• **To be done**:
Continue the data-cleaning notebook from the end of its last cell.

• **Supplied text**:

In [None]:
%reload_ext autoreload
%autoreload 2

import numpy as np
import pandas as pd
import ppscore as pps
import sys

from loguru import logger
from matplotlib import pyplot as plt
from pathlib import Path

sys.path.append(str(Path.cwd().parent))
from settings.params import *

pd.set_option("display.max_columns", None)
pd.set_option("display.max_rows", 100)

In [None]:
data = pd.read_csv(RAW_DATA)
TARGET_NAME = MODEL_PARAMS['TARGET_NAME']

# Data Preparation


## Handling Missing Values and Cleaning Data


In [None]:
data.isna().sum()

We can populate some of the the missing information in some columns with simple strategies


In [None]:
# If there are no second and third property usage types, replace NaN with "No Use"
data[['ThirdLargestPropertyUseType', 'SecondLargestPropertyUseType']] = data[['ThirdLargestPropertyUseType', 'SecondLargestPropertyUseType']].fillna('No Use')

# If there are no second and third property usage types, replace GFA with 0
data[['ThirdLargestPropertyUseTypeGFA', 'SecondLargestPropertyUseTypeGFA']] = data[['ThirdLargestPropertyUseTypeGFA', 'SecondLargestPropertyUseTypeGFA']].fillna(0, )

# If LargestPropertyUseType is missing, replace with No Information
data['LargestPropertyUseType'] = data['LargestPropertyUseType'].fillna('No information')

In [None]:
# If the row is neither a high or low outlier, replace missing value with 'normal'
data['Outlier'].replace(np.nan,'normal', inplace=True)

We are now going to drop the rows of the dataset marked as being non-compliant. When a record is indicated as such, it means that the information collected about it is erronous. We cannot feed that data to our model.


In [None]:
indexes_to_drop = data[data['ComplianceStatus'] == 'Non-Compliant'].index
data.drop(indexes_to_drop, inplace=True, axis=0)

In [None]:
data.isna().sum()

Next we can drop the rows for which we the compliance status indicate missing data. For those rows, the energy consumption is zero on the dataset.


In [None]:
indexes_to_drop = data[data['ComplianceStatus'] == 'Missing Data'].index
data.drop(indexes_to_drop, inplace=True, axis=0)

The are also other rows for which energy consumption is 0 or Nan. Some records indicate 0 electricity consumption or have a missing value for that column. They are going to be dropped from the dataset.


In [None]:
# Remaining records indicating no energy usage
data[data[TARGET_NAME] == 0]

In [None]:
# Records indicating no electricity usage
data[data['Electricity(kWh)'] == 0]

In [None]:
# Records having a missing value for electricity usage
data[data['Electricity(kWh)'].isna()]

In [None]:
index_to_drop = data[(data[TARGET_NAME] == 0) | (data[TARGET_NAME].isna()) | (data['Electricity(kBtu)'] == 0) | (data['Electricity(kBtu)']).isna()].index
print(index_to_drop)

• **Extracted material**:
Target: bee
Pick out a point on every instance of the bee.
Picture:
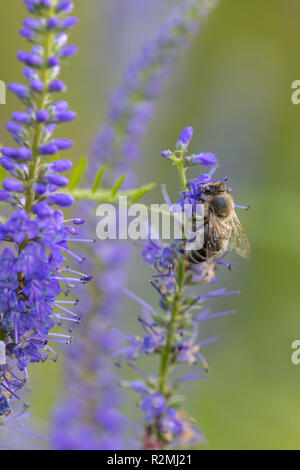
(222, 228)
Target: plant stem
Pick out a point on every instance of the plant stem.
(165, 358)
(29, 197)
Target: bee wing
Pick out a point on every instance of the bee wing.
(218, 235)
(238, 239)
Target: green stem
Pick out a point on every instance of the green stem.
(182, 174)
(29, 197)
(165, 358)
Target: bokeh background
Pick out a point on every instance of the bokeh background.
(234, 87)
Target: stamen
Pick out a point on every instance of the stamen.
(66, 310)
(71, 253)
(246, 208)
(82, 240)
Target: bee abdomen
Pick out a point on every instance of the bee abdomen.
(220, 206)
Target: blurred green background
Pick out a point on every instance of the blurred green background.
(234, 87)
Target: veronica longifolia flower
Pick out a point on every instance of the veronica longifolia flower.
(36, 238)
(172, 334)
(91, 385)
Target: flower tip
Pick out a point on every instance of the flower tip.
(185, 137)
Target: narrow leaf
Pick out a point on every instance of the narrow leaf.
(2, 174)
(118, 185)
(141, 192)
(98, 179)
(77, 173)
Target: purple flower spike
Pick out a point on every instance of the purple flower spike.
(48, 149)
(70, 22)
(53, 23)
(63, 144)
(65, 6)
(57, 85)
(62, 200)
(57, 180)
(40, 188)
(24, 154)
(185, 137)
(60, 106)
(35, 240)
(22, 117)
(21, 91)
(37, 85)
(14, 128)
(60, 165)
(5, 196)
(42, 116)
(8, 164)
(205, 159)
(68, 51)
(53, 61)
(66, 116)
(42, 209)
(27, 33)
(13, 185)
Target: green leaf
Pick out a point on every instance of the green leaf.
...
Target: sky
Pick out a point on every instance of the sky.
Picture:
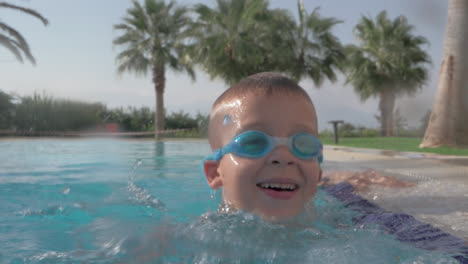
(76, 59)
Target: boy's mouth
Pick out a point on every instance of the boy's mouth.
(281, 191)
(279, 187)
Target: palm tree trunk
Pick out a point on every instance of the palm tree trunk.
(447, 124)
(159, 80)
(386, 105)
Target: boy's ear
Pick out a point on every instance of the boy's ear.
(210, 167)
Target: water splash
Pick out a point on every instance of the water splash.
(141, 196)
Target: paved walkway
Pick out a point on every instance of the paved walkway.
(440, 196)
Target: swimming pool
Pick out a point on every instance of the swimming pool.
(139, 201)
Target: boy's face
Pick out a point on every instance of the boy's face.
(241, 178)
==
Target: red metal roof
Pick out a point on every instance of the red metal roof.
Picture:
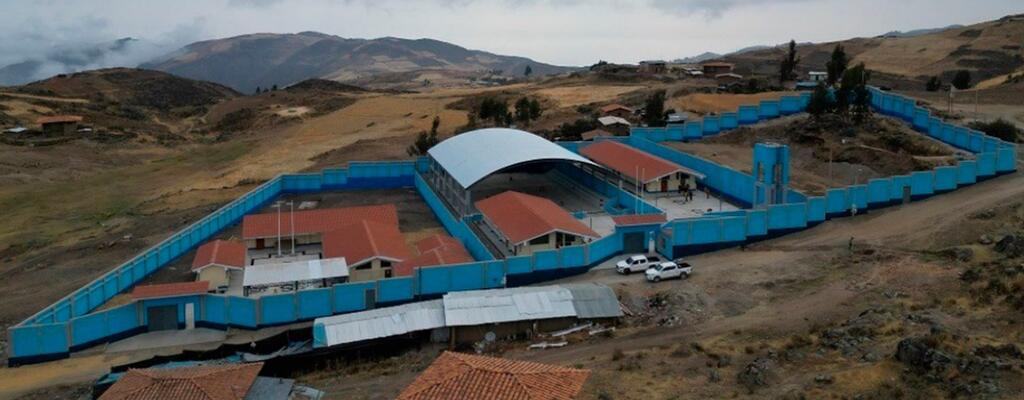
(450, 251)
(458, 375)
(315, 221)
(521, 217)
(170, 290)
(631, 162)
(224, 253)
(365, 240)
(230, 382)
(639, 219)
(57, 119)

• **The result**:
print(f'there are {len(index_to_drop)} samples with 0 energy consumption reported -> Drop')
data.drop(index_to_drop, inplace=True, axis=0)

In [None]:
data.isna().sum()

In this step, we are going to correct the apparent incoherences in the columns NumberOfFloors and NumberOfBuildings. As shown below, some records have values of 0 for them. We'll also replace the missing values for them.


In [None]:
# NumberOfFloors Value counts
data["NumberofFloors"].value_counts()

In [None]:
# NumberOfBuildings Value Counts
data["NumberofBuildings"].value_counts()

In [None]:
# Replace missing values and zeros in NumberOfFloors with the most representative value
data['NumberofFloors'].replace(np.nan, 3, inplace=True)
data['NumberofFloors'].replace(0, 3, inplace=True)

In [None]:
# Replace missing values and zeros in NumberOfBuildings with the most representative value
data['NumberofBuildings'].replace(np.nan, 1, inplace=True)
data['NumberofBuildings'].replace(0, 1, inplace=True)

Since the building types present in the data are mostly for housing and offices, we can replace the missing values in LargestPropertyUseTypeGFA with the corresponding values of PropertyGFABuilding(s)


In [None]:
data[data['LargestPropertyUseTypeGFA'].isna()]

In [None]:
for index in range(len(data)):
    if np.isnan(data.iloc[index]['LargestPropertyUseTypeGFA']):
        data['LargestPropertyUseTypeGFA'].iloc[index] = data['PropertyGFABuilding(s)'].iloc[index]

In [None]:
data.isna().sum()

### Removing Outliers


In order to remove outliers, we are going to use the z-score. The information contained in the Outlier column will help us detect the false outliers from the true ones. Only records whose z_score for energy usage is more than 3 and not indicated as true outliers will be dropped.


In [None]:
target = data[TARGET_NAME]
z_scores = np.abs((target - target.mean()) / target.std())

In [None]:
data = data[(z_scores < 3) & (data['Outlier'] == 'normal')]

## Feature Engineering


We are going to create new features based on the original ones.

- Instead of working with YearBuilt, it will be more interesting to work with building's ages
- We cannot use the different types of source energy consumption (Electricity, Gas and Steam) since they are linked to the target, but we can use the ratio of each type of energy.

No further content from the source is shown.